**Complete o seguinte**:
1) Segundo o texto sobre as demissões na ESPN Brasil, em que ano foi demitido Zé Trajano, criador do canal?
2) Dê continuidade ao texto sobre as demissões na ESPN Brasil, partindo da última frase apresentada.

**Texto fornecido**:

◇ ◇ ◇ ◇ ◇

Sunday, 22 de December de 2024 ISSN 1519-7670 - Ano 24 - nº 1319

Mataram o jornalismo de afeto na ESPN Brasil

(Foto: Divulgação)

Na última semana, o jornalismo esportivo sofreu um duro golpe. A ESPN Brasil, pertencente à Disney, demitiu, de uma vez só, mais de uma dezena de profissionais. Entre eles, referências da palavra escrita e falada. Arnaldo Ribeiro, Claudio Arreguy, Eduardo Tironi, Juca Kfouri, Maurício Barros e Rafael Oliveira. Além deles, foram desligados da emissora o apresentador João Canalha, a gerente de produção Renata Netto, Stela Spironelli, diretora de arte, e Guilherme Graziano, editor-chefe do canal e do programa Bola da Vez.

A gritaria e o espanto foram gerais. Principalmente por conta do peso dos que saíram. A primeira análise é sempre a mais óbvia: corte dos altos salários, troca dos jornalistas experientes pela garotada que, além de estar plugada nos novos meios, tem salários menores. Assim tem sido em quase todas as grandes empresas de comunicação, esportivas ou não, e não seria diferente na ESPN Brasil.

Junto a isso, há quem entenda que haverá uma maior integração da Disney nas operações, ao lado da Fox, que agora faz parte do grupo após ser adquirida.

A própria emissora emitiu um comunicado: “A ESPN vive um processo de transformação e adaptação para atender aos fãs, acionistas e clientes de esportes em meio às constantes mudanças no consumo de conteúdo. A reformulação faz parte do planejamento da emissora para o próximo ano, que seguirá apostando no conteúdo ao vivo e nos direitos esportivos de futebol, tais como Premier League e La Liga, além das ligas norte-americanas como a NFL, NBA, MLB, NHL entre outras”.

A emissora está “avisando” que vai mudar a linha editorial. Irá diminuir o que se chamou por muito tempo de “jornalismo opinativo” e dar espaço aos eventos ao vivo e aos “informativos”.
As explicações parecem parciais. Mas arrisco levantar uma outra bola aqui: a emissora perdeu o ‘jornalismo do afeto’ com seu público. Algo que teve início em 2016 na estranha demissão do Zé Trajano, criador do canal. Programas idealizados por ele, como o Caravanas do Esporte e o próprio Linha de Passe, ainda no ar, sempre foram as maiores audiências da casa, com boas verbas publicitárias. Com a saída de Trajano, foram perdendo a alma e alguns terminaram.

◇ ◇ ◇ ◇ ◇

**Listagem de dados**:
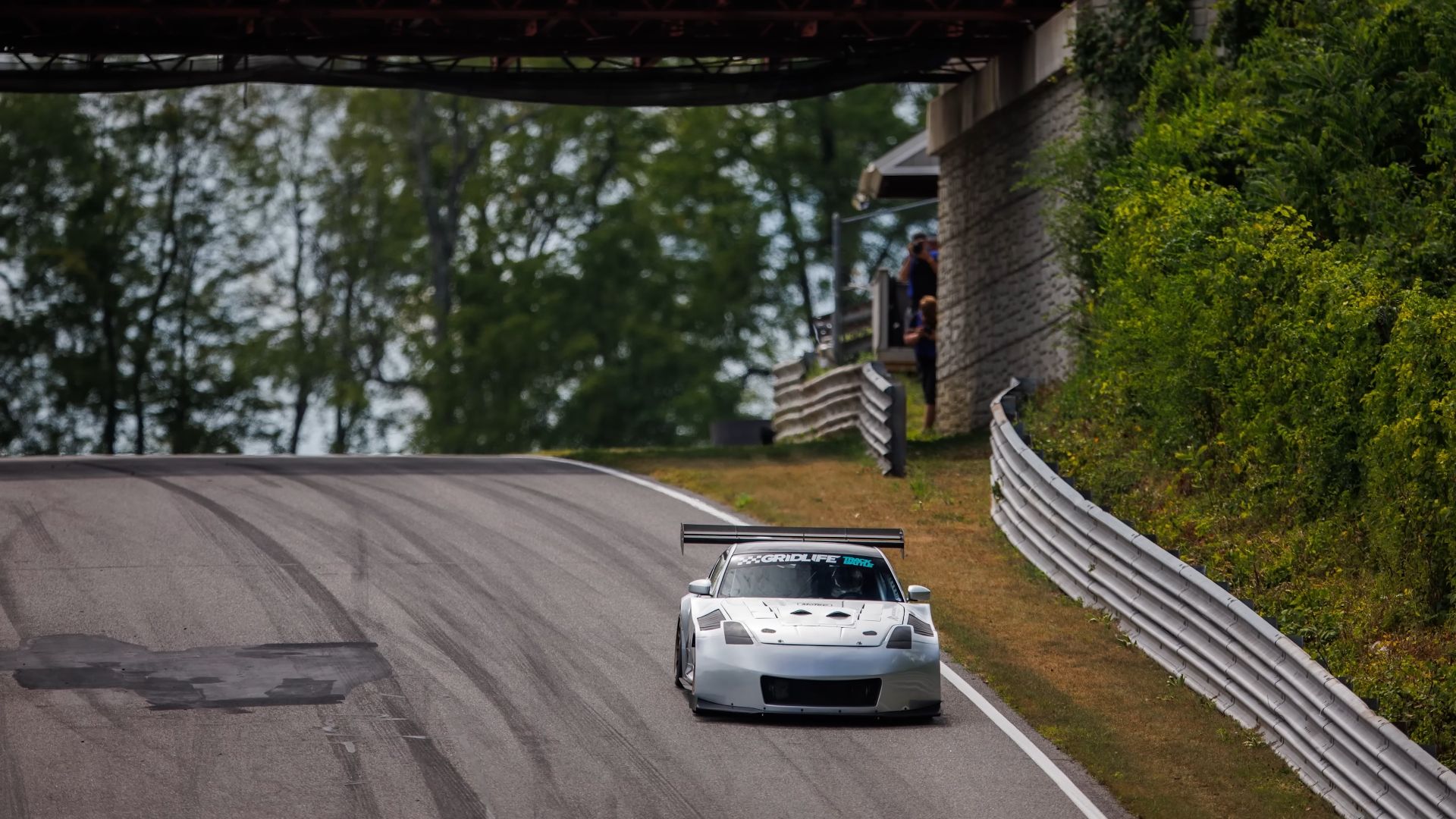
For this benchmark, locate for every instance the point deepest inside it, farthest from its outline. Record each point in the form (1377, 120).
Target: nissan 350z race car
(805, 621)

◇ ◇ ◇ ◇ ◇

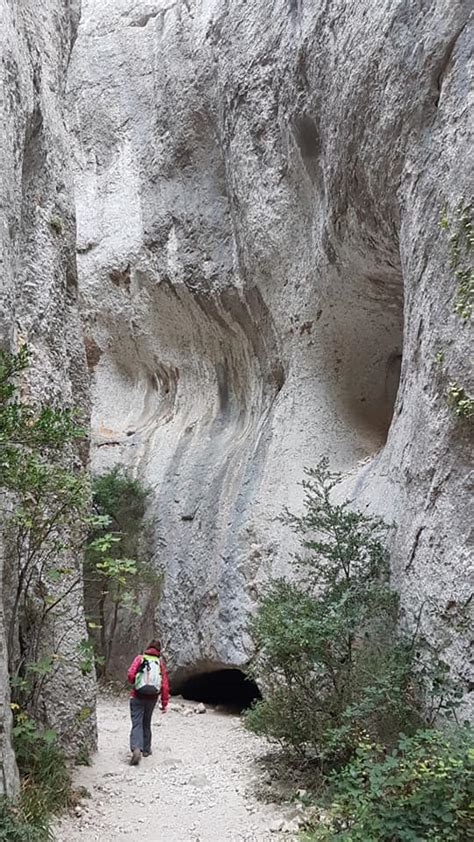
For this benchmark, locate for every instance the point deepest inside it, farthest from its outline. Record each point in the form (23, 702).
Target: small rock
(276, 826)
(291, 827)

◇ ◇ ◇ ◇ ◇

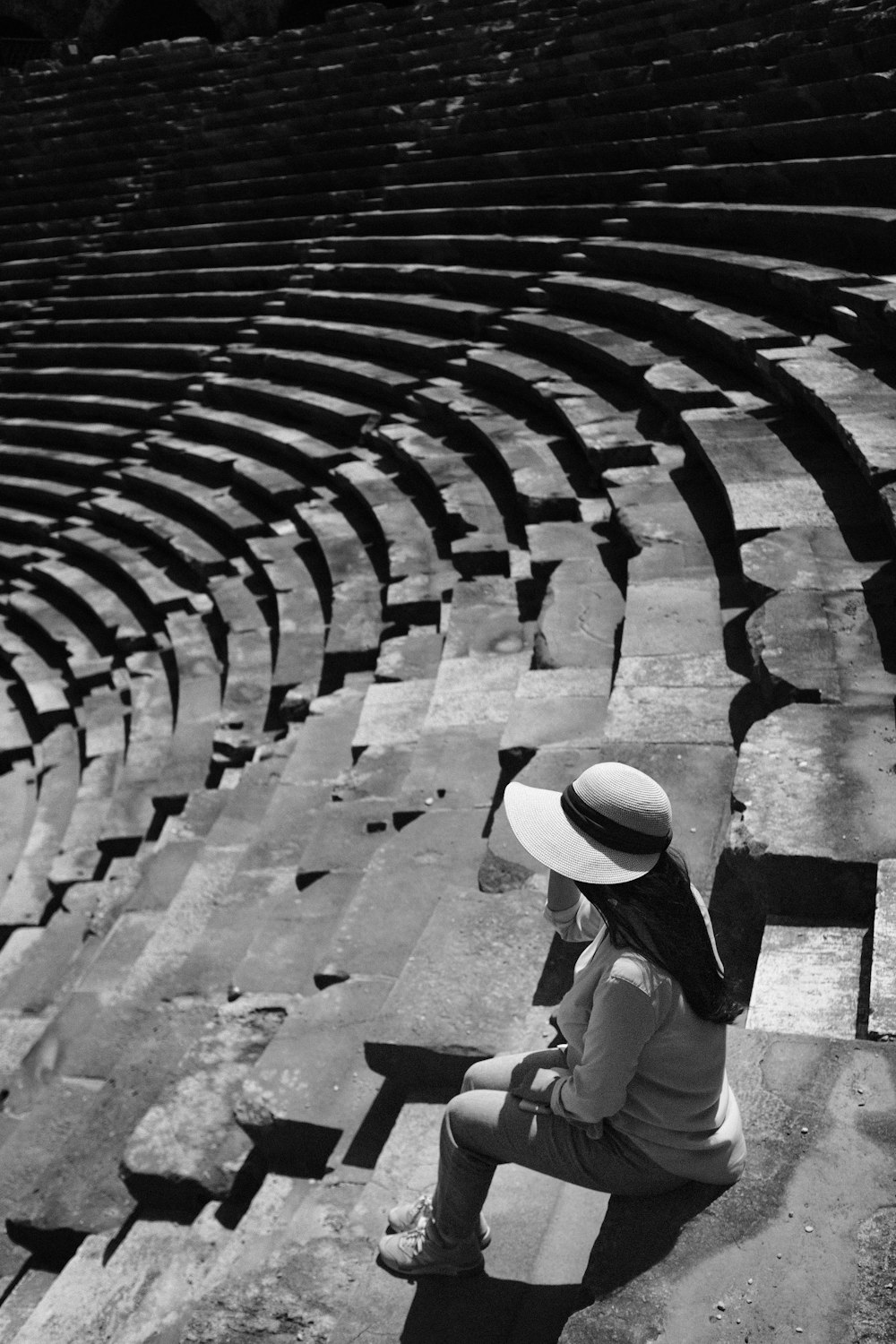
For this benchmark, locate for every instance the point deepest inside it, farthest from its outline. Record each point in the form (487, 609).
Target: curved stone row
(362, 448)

◇ ◇ ◇ ◇ ◇

**Respostas**:
1) Em 2016.

2)
A criatura foi morrendo sem seu criador. João Palomino, que assumiu no lugar de Trajano (e também quem o teria demitido), deu o pontapé inicial no processo disfórico informação x análise, em detrimento desta última.

Esse último ciclo de demissões da ESPN, agora com Palomino junto, sepulta de vez a linha editorial que fazia vibrar as escolas de comunicação esportiva no Brasil, os pensadores do futebol, os pluralistas do esporte e os dissonantes da maioria.

Certamente, a nova direção aposta num modelo jovem, semelhante ao que já ocorre na Fox Sports, em parte no Sportv e em outros canais a cabo de esporte no Brasil, como o Esporte Interativo e o Band Sport.

Se, por um lado, é difícil fugir desse caminho, que parece de fato ser o que o público quer, por outro, a ESPN perdeu, e agora de uma vez por todas, a chance de ser o que foi no seu início: única, legítima, diferente. E era isso que a sustentava, inclusive comercialmente.

Interessante notar que, no dia das demissões, o nome do jovem comentarista Rafael Oliveira foi o assunto mais comentado no Twitter (trending topics do Brasil). Em menos de 24 horas, o jornalista já teria recebido uma proposta do Grupo Globo. O que indica outro erro de calibragem da direção da ESPN: deixaram ir um jovem, com a linguagem que eles pretendem daqui pra frente. Paradoxo.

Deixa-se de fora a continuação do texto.